• GIVEN TEXT:
..........

Logic 1: After obtaining the parameters of the posterior distribution, calculate the posterior mode:

$$\alpha_{mode} = \frac{\alpha_{post}-1}{\beta_{post}} $$

Use this posterior mode as an estimate of the number of rises in the next short period. If $\frac{\alpha_{mode}}{n}>$buy_threshold, it is considered a long signal, otherwise if it is less than sell_threshold, it is considered a short signal. Logic 2: Use the posterior prediction distribution to calculate the posterior probability of the target number of increases:

$$ p(\lambda_{\text{new}} | D) = \int p(\lambda_{\text{new}} | \theta) p(\theta | D) d\theta $$

First, the target number of increases $\lambda_{new}$ is generally a number greater than $\frac{n}2$ (because we hope that the number of increases in the next period will be more). Similarly, if this probability is greater than buy_threshold, it is a long signal, otherwise if it is less than sell_threshold, it is a short signal. The following is the python code for this formula:

# Simulate calculus
lambda_space = np.linspace(0,30,1000)
delta_lambda = lambda_space[1] - lambda_space[0]  
prob_post = np.sum(poisson.pmf(target_lambda, lambda_space) * gamma.pdf(lambda_space, a=alpha_posterior, scale=1/beta_posterior)) * delta_lambda

Assuming $\lambda_{new}=15$, we can also calculate the probability that the number of increases is greater than 15, that is, the probability of $P(\lambda_{new}>15)$, that is, add up all the probabilities greater than the target value:

post_prop = []
for x_new in np.arange(target_lambda,n,1):
    prob_new = np.sum(poisson.pmf(x_new, lambda_space) * gamma.pdf(lambda_space, a=alpha_posterior,
                                                                  scale=1 / beta_posterior)) * delta_lambda
    post_prop.append(prob_new)
post_prop = sum(post_prop)

In actual combat, you can choose different trading logics according to your needs.

..........

[Data entries]
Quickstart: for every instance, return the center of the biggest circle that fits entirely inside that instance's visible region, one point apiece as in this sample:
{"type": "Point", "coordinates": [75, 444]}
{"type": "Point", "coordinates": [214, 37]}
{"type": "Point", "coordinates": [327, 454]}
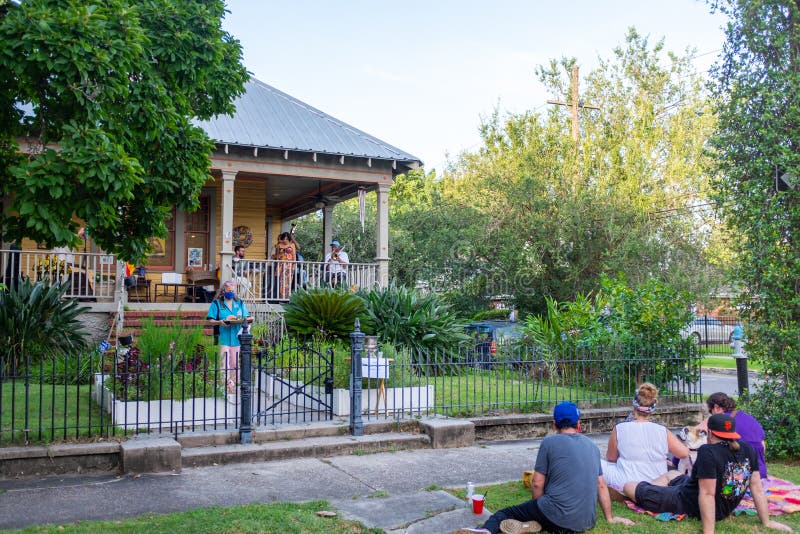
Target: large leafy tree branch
{"type": "Point", "coordinates": [103, 93]}
{"type": "Point", "coordinates": [757, 83]}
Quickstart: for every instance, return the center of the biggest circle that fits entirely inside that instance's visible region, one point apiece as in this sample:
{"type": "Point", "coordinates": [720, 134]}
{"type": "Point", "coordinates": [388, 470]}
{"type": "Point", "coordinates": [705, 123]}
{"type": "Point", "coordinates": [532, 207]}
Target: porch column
{"type": "Point", "coordinates": [327, 228]}
{"type": "Point", "coordinates": [226, 254]}
{"type": "Point", "coordinates": [382, 235]}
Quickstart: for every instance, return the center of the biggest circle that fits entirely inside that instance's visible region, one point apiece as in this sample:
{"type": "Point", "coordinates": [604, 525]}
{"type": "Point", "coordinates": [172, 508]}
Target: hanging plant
{"type": "Point", "coordinates": [242, 235]}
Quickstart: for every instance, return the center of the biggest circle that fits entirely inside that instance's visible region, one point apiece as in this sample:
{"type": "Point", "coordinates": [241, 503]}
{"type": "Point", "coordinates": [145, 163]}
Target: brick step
{"type": "Point", "coordinates": [165, 314]}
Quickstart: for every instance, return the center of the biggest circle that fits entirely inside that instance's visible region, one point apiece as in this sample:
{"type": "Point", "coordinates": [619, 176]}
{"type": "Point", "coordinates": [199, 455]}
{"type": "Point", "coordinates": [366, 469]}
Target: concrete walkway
{"type": "Point", "coordinates": [394, 491]}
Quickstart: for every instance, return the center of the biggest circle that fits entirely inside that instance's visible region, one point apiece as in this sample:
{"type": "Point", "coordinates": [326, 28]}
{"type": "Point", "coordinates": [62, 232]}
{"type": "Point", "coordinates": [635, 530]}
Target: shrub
{"type": "Point", "coordinates": [34, 317]}
{"type": "Point", "coordinates": [325, 313]}
{"type": "Point", "coordinates": [493, 314]}
{"type": "Point", "coordinates": [776, 406]}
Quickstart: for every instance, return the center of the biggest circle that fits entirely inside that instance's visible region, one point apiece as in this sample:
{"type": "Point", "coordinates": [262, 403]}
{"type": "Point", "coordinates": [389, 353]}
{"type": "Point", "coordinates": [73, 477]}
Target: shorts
{"type": "Point", "coordinates": [659, 499]}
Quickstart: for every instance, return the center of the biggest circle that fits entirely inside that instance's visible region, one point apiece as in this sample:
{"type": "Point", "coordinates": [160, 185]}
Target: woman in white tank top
{"type": "Point", "coordinates": [638, 449]}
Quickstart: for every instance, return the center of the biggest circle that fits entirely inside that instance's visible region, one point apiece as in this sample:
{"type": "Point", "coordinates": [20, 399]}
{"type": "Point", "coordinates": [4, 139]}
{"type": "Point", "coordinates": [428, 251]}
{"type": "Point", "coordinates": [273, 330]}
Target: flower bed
{"type": "Point", "coordinates": [163, 413]}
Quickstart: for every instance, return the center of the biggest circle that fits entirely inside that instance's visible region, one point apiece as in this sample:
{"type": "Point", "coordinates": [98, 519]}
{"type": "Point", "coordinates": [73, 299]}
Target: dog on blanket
{"type": "Point", "coordinates": [693, 438]}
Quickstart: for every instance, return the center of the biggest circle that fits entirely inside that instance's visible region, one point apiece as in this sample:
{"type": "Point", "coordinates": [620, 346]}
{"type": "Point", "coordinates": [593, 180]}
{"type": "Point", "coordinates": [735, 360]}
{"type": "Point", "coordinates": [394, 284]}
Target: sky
{"type": "Point", "coordinates": [420, 74]}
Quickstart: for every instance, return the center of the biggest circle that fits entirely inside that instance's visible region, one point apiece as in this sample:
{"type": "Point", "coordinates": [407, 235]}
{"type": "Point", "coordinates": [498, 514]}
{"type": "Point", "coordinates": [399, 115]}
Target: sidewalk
{"type": "Point", "coordinates": [384, 490]}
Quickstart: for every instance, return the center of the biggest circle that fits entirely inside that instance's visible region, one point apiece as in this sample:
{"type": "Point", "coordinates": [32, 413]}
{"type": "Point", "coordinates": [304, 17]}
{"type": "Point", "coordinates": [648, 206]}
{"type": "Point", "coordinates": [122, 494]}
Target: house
{"type": "Point", "coordinates": [276, 159]}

..........

• GIVEN EXERCISE 1: In the text on Bayesian trading signals, what is the posterior mode used to estimate?
• GIVEN EXERCISE 2: Resume the text on Bayesian trading signals, picking up right after its final sentence.
You won't need the items for anything here.

• WRITTEN REPLY 1: The number of rises in the next short period.

• WRITTEN REPLY 2:
Strategy parameters

dual_side: whether to open a position in both directions
pyramiding: maximum number of openings in the same direction
long_trend_window_size: long period sequence length
short_trend_window_size: short period sequence length
long_trend_period: long period granularity,
short_trend_period: short period granularity
buy_threshold: long threshold
sell_threshold: short threshold
fix_size: the amount of each opening
frequency: the range of the number of increases
long_trend_interval：m （m分钟，h小时，d日）
short_trend_interval：m

Default parameters: Alt text

Target: BTCUSD Start date: 2022-1-1 End date: 2023-12-6 Fee rate: 0.002 Funds: 100000

Backtest results

Alt text

Strategy curve

Summary

The Bayesian trading strategy using the gamma-poisson conjugate is very flexible. I only show the backtest results of method 1 in the strategy logic. Readers can also build strategies based on the number of times, rather than converting to probability like me. For example, if the number of posterior increases is 15, can I block the reversal market after 15 increases? Everyone is welcome to discuss.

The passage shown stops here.